>>>>
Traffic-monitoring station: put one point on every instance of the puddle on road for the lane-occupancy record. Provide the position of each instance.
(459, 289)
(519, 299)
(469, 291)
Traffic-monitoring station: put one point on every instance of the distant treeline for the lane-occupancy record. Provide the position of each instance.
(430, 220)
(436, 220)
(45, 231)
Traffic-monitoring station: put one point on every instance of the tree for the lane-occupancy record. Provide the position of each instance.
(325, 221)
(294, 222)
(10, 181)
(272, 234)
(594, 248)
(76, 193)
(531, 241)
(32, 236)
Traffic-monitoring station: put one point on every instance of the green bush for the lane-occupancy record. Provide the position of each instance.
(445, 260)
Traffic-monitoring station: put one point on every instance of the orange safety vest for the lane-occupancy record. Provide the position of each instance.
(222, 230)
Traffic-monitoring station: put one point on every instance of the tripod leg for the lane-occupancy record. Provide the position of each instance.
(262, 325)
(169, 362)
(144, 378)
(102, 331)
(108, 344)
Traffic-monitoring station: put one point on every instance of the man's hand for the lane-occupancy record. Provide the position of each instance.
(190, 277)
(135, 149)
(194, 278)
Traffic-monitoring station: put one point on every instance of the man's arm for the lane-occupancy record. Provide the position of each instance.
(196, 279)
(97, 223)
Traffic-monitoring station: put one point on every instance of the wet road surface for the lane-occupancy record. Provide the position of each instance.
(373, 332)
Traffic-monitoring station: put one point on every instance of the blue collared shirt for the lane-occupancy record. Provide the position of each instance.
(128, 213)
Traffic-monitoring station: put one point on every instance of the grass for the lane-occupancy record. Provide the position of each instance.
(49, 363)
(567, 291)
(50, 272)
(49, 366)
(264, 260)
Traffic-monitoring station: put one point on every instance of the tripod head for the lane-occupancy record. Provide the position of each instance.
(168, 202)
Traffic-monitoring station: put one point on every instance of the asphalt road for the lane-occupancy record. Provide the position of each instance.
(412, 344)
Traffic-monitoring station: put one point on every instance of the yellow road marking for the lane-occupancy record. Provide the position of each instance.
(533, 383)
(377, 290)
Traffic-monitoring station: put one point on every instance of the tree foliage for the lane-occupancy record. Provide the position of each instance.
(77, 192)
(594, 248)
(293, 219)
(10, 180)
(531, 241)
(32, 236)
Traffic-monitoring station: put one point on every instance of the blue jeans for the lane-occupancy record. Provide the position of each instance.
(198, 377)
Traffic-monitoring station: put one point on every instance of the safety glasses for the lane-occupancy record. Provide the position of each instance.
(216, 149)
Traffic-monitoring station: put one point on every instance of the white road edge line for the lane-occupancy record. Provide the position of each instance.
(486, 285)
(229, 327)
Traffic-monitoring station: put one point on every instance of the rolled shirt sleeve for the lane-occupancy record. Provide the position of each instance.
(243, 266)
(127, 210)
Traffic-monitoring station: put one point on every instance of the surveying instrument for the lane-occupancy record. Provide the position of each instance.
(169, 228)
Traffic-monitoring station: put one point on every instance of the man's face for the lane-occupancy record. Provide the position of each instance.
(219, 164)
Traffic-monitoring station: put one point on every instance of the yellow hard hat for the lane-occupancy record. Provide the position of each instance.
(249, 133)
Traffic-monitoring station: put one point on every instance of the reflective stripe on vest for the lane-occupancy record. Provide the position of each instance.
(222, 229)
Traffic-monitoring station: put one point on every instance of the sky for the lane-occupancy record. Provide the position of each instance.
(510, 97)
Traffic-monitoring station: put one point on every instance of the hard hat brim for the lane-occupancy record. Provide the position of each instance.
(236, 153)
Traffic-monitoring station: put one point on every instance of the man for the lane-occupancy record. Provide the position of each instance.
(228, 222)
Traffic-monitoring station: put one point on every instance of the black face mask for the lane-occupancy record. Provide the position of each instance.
<<<<
Task directions ->
Type out the entries again, word for word.

Answer below ->
Traffic-monitoring station: put one point on every instance of the puddle on road for the lane-occupancy record. Provide the position of each instance.
(459, 289)
(519, 299)
(469, 291)
Traffic-monitoring station: put one point on every instance of the distant treeline for the lane-occupancy record. Provide the position of each instance.
(430, 220)
(436, 220)
(45, 231)
Traffic-monitoring station: put one point on every instance of the tree for the lane-occupancy record. Provide the position of each instance.
(325, 221)
(294, 222)
(10, 181)
(272, 234)
(594, 248)
(76, 193)
(531, 241)
(32, 236)
Traffic-monitoring station: put one point on every instance of the green bush for the lane-occupancy record. Provide the position of each instance.
(445, 260)
Traffic-monitoring station: put one point on every instance of the orange safety vest for the lane-occupancy record. Provide the position of each instance.
(222, 230)
Traffic-monitoring station: put one point on every instance of the tripod leg for the lane-occupancy record. Provide the position of each instance.
(262, 325)
(169, 362)
(144, 378)
(102, 331)
(108, 344)
Traffic-monitoring station: put one point on every instance of the man's hand for the lane-occupancy record. Provide the position of each instance.
(190, 277)
(135, 149)
(194, 278)
Traffic-monitoring station: put one point on every instance of the man's arm for the lane-occupancy record. Provide the position of each instance.
(196, 279)
(97, 223)
Traffic-monitoring station: put one point on every instance of the wet road surface for the lane-occupancy record. Provide the position of each instance.
(373, 332)
Traffic-monitoring station: put one point on every instance of the blue collared shirt for the lane-occupancy record. Provide the position of each instance.
(128, 213)
Traffic-monitoring station: put one point on every instance of the grass for the lane-occupancy record. Provide the position of each instance.
(49, 363)
(567, 291)
(50, 272)
(49, 366)
(264, 260)
Traffic-monitoring station: put one point on every instance of the tripod head for the lane-occupancy record. Provide the position of each instance.
(168, 202)
Traffic-monitoring station: put one point on every instance of the asphalt road for the lane-occupancy record. Provide the position of each instance.
(412, 344)
Traffic-monitoring station: put one point on every instance of the yellow road marking for the lane-occupancy record. Provide the position of each instance.
(533, 383)
(377, 290)
Traffic-monitoring station: put one point on every instance of the tree foliage for the lane-occupancy record. Provide the position of each instance.
(77, 192)
(594, 248)
(293, 219)
(10, 180)
(531, 241)
(32, 236)
Traffic-monitoring station: put one point on every instance of the blue jeans for the lane-occupancy record. Provide the position of each instance.
(198, 377)
Traffic-monitoring station: put one point on every instance of the safety glasses for the lane-occupancy record. Provide the position of each instance.
(216, 149)
Traffic-monitoring station: put one point on every instance of the white road edge line for the lane-occupancy record. Provide the position of each instance.
(486, 285)
(229, 327)
Traffic-monitoring station: put one point on every instance of the rolled shirt sleeve for the lane-occupancy record. Provide the position of each instance.
(243, 266)
(127, 210)
Traffic-monitoring station: put one point on every instance of the surveying instrument for the lane-occupancy record. Provide the position of each instance.
(169, 228)
Traffic-monitoring station: put one point on every instance of the man's face for the lane-occupancy record. Provide the position of each instance.
(219, 164)
Traffic-monitoring station: put one point on every instance of the yellow hard hat for the lane-occupancy record. Provide the position of each instance.
(249, 133)
Traffic-monitoring station: put one point on every instance of the reflective stripe on vest for the lane-occupancy record. Provide the position of each instance.
(222, 229)
Traffic-monitoring station: put one point on every instance of the sky for the lane-occupancy record. Provide the position of each instance.
(510, 97)
Traffic-monitoring station: put one point on every instance of the hard hat brim for the lane-occupancy record. Provide the position of each instance.
(236, 153)
Traffic-monitoring station: put one point on every instance of the man for the lane-occupancy record. Provide the position of each instance.
(228, 222)
Traffic-monitoring station: put one point on every instance of the black face mask for the lane-occupancy record. Provide the position of each instance.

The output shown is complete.